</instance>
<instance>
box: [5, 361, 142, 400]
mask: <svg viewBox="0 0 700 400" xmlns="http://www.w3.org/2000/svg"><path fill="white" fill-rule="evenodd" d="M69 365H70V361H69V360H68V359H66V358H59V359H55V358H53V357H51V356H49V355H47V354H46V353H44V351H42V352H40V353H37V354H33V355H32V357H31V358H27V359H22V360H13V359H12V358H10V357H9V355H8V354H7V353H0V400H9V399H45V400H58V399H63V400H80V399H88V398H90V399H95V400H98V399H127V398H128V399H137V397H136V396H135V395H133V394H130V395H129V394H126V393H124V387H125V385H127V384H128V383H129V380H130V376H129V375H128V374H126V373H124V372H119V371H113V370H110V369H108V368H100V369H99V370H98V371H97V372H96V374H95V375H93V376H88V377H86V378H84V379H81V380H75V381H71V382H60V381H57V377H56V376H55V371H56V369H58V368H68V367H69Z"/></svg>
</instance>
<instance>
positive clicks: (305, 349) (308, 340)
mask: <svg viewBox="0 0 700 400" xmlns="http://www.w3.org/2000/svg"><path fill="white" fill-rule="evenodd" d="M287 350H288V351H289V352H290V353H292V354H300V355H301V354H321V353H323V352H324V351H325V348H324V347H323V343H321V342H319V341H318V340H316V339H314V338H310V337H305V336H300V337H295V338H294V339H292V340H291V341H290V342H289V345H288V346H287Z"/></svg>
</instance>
=======
Counting the line that contains "positive clicks: (305, 349) (308, 340)" as the first, copy exactly every line through the end of the records, and nothing else.

- [Task answer]
positive clicks: (305, 349) (308, 340)
mask: <svg viewBox="0 0 700 400" xmlns="http://www.w3.org/2000/svg"><path fill="white" fill-rule="evenodd" d="M287 350H288V351H289V352H290V353H292V354H300V355H301V354H321V353H323V352H324V351H325V348H324V347H323V343H321V342H319V341H318V340H316V339H314V338H310V337H305V336H300V337H295V338H294V339H292V340H291V341H290V342H289V345H288V346H287Z"/></svg>
</instance>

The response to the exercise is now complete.